Information shown:
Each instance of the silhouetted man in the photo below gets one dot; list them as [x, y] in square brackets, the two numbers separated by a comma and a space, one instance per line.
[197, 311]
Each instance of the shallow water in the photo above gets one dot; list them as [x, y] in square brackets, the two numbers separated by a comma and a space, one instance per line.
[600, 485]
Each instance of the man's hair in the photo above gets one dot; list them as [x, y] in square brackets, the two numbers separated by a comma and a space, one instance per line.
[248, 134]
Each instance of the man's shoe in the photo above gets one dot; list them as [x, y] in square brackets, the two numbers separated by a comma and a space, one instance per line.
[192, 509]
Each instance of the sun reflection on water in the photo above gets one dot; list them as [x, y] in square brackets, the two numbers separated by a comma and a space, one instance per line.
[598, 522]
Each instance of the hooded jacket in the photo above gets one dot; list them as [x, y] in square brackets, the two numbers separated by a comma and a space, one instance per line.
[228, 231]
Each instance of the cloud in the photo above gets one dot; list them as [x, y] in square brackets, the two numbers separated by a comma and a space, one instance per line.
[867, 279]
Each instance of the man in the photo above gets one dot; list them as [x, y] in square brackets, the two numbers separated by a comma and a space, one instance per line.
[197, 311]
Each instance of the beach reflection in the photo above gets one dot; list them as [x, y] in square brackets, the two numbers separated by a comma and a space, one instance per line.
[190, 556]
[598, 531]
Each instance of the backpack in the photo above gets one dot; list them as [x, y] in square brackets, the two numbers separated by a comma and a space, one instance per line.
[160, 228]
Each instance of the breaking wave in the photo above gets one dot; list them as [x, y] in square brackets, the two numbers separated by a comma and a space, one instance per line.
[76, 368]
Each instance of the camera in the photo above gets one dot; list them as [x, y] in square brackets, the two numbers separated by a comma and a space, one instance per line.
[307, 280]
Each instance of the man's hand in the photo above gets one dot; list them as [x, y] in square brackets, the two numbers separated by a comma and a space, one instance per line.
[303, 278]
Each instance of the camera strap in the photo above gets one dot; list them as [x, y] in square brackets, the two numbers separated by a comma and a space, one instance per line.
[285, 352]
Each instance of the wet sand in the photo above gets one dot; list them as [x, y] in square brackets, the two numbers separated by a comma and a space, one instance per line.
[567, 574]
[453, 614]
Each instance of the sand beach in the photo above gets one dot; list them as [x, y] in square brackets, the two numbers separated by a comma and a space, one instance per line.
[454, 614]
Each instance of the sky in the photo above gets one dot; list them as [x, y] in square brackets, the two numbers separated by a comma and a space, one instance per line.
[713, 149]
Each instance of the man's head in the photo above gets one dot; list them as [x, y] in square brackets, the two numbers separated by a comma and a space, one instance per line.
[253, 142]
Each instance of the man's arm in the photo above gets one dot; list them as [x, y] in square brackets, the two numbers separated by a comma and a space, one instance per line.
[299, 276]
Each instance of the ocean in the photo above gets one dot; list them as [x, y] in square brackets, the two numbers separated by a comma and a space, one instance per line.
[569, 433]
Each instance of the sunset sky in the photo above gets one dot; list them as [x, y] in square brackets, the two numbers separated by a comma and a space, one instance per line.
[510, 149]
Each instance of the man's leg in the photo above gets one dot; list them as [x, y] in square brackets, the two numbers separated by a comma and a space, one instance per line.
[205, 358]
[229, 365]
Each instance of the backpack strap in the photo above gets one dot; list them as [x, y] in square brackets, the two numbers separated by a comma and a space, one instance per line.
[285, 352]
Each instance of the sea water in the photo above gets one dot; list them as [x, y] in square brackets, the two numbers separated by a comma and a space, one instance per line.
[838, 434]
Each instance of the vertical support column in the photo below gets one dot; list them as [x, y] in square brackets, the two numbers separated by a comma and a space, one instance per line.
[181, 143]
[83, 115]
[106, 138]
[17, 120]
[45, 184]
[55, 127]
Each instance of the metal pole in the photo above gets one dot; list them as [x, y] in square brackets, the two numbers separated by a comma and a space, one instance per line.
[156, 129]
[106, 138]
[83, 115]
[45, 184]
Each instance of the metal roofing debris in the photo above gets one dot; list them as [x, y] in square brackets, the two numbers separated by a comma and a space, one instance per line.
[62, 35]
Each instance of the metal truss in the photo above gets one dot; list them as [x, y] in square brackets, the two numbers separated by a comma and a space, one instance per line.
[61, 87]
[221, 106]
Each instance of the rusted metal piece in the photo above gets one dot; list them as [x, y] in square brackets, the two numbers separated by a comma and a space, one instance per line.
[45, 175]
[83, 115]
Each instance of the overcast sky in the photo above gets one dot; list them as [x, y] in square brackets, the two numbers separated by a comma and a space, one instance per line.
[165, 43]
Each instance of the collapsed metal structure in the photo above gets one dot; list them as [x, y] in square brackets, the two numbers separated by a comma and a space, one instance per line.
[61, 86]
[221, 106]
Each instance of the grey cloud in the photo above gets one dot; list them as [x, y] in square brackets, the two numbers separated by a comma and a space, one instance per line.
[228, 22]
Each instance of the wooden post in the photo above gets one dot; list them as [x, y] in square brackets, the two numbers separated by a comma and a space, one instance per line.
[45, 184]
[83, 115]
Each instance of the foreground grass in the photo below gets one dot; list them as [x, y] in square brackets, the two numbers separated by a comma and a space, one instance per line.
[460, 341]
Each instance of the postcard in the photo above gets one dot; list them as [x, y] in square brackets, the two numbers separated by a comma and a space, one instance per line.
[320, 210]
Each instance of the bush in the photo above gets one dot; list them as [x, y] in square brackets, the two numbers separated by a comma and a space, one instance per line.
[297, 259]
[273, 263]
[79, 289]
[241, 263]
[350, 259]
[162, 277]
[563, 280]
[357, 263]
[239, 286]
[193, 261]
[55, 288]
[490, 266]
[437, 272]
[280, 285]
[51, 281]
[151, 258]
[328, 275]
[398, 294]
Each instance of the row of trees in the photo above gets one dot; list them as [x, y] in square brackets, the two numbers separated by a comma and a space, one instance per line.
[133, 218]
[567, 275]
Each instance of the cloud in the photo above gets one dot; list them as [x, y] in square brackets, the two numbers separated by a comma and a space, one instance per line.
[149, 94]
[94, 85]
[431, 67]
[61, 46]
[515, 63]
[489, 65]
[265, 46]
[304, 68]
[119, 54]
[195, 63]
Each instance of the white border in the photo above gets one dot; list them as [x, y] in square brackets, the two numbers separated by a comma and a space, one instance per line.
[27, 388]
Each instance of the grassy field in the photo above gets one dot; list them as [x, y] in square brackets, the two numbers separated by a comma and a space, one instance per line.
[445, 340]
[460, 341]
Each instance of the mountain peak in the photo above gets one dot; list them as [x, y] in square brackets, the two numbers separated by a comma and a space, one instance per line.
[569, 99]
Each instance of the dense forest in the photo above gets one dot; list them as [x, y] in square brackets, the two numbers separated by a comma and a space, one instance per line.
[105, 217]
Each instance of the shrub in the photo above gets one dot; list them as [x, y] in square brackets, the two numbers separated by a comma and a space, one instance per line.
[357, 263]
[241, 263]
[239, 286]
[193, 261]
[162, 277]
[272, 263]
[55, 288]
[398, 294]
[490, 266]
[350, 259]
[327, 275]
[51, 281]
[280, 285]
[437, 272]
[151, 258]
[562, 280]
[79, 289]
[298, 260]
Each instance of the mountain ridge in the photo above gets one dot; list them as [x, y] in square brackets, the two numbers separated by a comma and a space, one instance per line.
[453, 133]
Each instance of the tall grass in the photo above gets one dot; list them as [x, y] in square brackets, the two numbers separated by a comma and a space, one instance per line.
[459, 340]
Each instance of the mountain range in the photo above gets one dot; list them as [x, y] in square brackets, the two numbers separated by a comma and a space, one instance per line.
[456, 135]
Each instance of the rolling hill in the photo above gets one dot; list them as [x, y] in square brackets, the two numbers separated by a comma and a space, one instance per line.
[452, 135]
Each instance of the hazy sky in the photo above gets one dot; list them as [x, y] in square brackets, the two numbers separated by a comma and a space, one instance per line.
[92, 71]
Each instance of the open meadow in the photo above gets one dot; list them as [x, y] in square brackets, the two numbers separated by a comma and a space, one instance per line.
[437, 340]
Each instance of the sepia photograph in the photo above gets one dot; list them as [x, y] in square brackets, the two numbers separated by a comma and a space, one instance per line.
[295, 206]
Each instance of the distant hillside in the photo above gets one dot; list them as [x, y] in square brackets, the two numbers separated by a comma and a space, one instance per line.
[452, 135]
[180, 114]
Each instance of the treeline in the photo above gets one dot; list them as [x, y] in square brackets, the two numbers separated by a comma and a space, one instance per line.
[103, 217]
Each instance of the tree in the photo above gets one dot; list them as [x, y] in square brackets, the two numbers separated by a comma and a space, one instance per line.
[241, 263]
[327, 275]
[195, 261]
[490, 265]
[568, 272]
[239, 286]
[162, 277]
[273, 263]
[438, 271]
---
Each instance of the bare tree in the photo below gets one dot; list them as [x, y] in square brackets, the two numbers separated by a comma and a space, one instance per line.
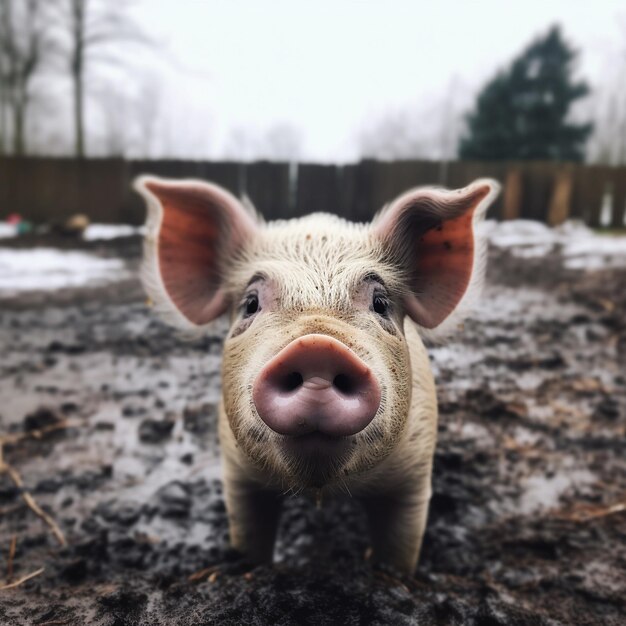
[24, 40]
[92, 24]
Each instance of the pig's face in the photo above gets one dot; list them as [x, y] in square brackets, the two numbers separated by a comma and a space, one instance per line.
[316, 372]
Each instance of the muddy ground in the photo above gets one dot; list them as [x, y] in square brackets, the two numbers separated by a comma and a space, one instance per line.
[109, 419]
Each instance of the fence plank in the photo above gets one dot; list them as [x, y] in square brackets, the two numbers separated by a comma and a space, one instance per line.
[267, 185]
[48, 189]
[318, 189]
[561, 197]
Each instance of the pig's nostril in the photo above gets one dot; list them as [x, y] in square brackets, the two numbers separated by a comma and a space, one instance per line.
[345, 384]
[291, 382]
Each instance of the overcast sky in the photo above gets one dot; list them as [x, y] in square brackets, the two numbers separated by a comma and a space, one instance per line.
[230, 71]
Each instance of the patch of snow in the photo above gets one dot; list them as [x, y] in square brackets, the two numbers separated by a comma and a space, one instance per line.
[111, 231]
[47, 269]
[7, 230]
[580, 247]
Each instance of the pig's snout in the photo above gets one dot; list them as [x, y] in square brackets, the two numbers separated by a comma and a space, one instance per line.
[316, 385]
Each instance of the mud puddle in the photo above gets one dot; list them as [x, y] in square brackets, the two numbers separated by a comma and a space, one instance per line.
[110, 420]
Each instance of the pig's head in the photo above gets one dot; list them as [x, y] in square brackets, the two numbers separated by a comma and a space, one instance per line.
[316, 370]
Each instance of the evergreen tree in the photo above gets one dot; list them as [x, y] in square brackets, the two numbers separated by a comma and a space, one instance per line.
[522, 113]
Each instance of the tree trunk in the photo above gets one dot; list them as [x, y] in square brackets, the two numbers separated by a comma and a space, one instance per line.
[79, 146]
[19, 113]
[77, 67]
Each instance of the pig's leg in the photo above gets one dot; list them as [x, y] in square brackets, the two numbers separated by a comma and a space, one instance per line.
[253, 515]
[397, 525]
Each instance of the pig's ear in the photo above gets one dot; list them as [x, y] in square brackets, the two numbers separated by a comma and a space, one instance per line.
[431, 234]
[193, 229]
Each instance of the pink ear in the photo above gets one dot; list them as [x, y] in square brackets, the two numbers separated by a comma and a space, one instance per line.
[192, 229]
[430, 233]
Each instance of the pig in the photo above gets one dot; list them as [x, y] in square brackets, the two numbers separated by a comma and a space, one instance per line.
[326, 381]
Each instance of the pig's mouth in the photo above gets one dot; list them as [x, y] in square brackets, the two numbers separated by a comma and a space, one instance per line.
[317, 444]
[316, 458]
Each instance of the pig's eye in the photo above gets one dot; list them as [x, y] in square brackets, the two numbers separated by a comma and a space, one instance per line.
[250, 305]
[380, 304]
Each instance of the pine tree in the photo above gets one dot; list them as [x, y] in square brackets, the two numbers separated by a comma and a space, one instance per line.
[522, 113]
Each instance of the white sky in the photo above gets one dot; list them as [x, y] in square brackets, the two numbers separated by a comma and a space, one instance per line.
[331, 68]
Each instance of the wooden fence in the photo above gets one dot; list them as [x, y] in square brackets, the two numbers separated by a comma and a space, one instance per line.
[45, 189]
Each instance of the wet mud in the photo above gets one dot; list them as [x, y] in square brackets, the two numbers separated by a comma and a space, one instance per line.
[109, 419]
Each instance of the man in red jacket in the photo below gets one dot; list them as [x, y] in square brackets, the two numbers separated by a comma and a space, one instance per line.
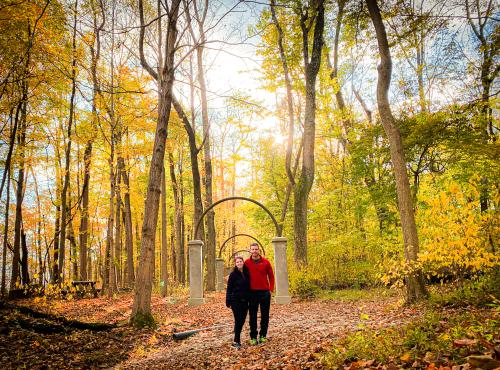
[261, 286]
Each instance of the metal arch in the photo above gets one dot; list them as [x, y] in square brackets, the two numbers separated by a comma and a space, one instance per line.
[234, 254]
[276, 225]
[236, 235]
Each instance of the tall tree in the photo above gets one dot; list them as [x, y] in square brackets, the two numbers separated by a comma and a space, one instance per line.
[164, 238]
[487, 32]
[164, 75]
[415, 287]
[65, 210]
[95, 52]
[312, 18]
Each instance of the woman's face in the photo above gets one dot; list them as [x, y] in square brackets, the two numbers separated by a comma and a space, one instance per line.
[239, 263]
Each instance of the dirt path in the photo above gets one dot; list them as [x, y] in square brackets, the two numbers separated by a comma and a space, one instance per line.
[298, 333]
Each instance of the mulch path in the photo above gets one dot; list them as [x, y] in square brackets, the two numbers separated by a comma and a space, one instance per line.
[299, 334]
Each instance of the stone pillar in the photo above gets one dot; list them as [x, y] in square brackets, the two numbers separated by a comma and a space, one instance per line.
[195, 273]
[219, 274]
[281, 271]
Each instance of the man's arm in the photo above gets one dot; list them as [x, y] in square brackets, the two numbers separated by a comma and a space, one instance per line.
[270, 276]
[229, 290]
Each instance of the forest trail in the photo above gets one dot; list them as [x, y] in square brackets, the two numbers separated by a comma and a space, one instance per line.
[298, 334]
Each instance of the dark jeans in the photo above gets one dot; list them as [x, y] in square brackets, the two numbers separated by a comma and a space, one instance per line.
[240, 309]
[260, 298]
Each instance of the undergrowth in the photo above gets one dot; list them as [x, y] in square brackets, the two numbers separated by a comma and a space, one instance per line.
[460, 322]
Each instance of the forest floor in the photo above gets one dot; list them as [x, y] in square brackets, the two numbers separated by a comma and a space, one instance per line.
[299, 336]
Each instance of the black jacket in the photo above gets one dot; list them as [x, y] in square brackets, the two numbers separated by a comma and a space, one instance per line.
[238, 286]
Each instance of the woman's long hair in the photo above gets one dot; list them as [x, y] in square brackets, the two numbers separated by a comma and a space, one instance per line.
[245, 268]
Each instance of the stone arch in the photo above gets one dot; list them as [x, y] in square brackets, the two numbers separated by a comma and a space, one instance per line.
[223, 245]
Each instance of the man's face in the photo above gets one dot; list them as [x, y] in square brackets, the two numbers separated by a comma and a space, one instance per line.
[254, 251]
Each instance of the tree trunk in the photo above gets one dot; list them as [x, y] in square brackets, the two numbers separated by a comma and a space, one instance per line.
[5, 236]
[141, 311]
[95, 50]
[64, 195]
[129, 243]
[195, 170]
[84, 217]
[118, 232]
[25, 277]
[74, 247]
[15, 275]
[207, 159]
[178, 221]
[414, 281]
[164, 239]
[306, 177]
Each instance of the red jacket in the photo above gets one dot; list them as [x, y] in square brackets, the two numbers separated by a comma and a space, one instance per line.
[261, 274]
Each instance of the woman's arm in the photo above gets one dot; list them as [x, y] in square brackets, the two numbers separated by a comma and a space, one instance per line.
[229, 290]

Exercise brief:
From the material above, pull out every line that contains the word "beach" and copy each one in full.

Exercise result:
Each instance of the beach reflection in the photo above gets one dot; list them as [x, y] in square brackets, the two numbers separated by a comma and a space, one instance per line.
Each instance of the sand beach in the photo above gets one dot; list them as [x, y] in square brackets, the two numbers separated by a comma and a space, one instance per line.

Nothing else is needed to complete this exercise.